#  > Servidores >  > Servidores de Rede >  >  Como instalar squid no brazilfw?

## VIASATT

Instalei a versão 2.30.1 do brazilfw no HD, e agora quero adicionar o squid.
Preciso de ajuda para fazer isso.

----------


## G1NET

> Instalei a versão 2.30.1 do brazilfw no HD, e agora quero adicionar o squid.
> Preciso de ajuda para fazer isso.


Ola amigo vc deve utilizar o Putty e o WinSCP para adicionar o Squid no brazilFW, depois e so fazer as configurações do sistema por este link BrazilFW Firewall and Router &bull; View topic - Atualizando o BFW atraves do Putty e WinSCP

No mais estou por ai

----------


## marcelinopsilva

use o Putty...
no console que aparecerá no putty, vc entra com login e senha do pc com BFW
daí vc entra os seguintes comendos:

mt e enter
cd /mnt e enter
wget http://www.brazilfw.com.br/users/marcos/2.32/squid.tgz e enter
espere baixar e siga assim:
cd / e enter
umt
reboot


Vc verá q ele aparecerá depois do reboot no menu do BFW...depois é só configurá-lo


vc encontra tudo no forum BrazilFW Firewall and Router

vale a pena pesquisar lá
abraços

Marcelino...

----------


## VIASATT

Obrigado pelas dicas, até consegui, no menu do brazilfw agora aparece squid e um icone ao lado. Porém quando clico nele não aparece mais nada e fico sem acesso á internet.

----------


## marcelinopsilva

Hummmm...sugiro estudar o forum do BFW pois lá tem tutoriais passo a passo de tudo....abrços

----------
———
= TAREFA PROPOSTA 1 =
No texto fornecido, por que marcelinopsilva sugere estudar o fórum do BFW na última mensagem?

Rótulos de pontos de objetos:
———
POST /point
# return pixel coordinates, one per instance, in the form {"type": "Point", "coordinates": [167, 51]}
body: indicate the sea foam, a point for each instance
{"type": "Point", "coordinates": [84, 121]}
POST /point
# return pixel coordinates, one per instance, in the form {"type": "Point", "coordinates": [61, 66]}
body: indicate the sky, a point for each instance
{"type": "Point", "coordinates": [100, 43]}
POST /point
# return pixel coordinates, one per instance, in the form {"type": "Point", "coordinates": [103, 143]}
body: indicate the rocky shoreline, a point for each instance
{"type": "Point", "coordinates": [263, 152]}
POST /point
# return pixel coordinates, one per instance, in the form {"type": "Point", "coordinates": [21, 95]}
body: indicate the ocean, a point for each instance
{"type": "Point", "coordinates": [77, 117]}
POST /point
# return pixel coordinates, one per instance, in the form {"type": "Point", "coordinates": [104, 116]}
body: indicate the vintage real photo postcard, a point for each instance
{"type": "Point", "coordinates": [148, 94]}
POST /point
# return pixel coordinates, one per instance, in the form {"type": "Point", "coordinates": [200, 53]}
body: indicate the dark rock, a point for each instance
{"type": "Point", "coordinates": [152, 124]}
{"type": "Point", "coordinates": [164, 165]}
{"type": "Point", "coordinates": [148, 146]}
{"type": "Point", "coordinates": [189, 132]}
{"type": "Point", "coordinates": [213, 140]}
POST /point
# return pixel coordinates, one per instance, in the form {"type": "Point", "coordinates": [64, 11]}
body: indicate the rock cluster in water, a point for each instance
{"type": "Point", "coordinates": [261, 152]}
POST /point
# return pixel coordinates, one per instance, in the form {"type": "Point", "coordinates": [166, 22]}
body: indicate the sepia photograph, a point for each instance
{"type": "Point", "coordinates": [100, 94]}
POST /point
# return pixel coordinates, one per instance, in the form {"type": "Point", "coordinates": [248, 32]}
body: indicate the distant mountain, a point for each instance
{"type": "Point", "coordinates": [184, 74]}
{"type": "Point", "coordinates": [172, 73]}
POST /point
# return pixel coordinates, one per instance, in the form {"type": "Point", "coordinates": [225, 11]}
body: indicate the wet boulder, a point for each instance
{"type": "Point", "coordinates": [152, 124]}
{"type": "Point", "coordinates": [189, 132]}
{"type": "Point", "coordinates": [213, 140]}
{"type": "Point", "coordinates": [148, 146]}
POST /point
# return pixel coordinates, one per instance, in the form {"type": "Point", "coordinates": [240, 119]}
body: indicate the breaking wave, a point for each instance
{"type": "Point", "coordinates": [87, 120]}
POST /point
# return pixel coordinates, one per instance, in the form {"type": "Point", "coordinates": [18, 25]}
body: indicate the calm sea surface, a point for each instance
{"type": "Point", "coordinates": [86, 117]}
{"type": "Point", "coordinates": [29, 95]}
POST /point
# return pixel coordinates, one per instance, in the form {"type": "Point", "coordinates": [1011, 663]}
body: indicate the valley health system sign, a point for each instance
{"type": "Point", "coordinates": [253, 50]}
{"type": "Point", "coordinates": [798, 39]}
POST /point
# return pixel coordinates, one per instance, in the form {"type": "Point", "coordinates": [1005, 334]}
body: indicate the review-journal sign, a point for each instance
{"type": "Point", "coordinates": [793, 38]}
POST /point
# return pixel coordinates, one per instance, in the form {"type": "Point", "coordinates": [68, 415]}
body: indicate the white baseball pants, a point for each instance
———
= TAREFA PROPOSTA 2 =
Conte quantas linhas contêm a palavra "sign" e informe somente o número.

= RESULTADO CORRETO 1 =
Porque lá há tutoriais passo a passo de tudo.

= RESULTADO CORRETO 2 =
2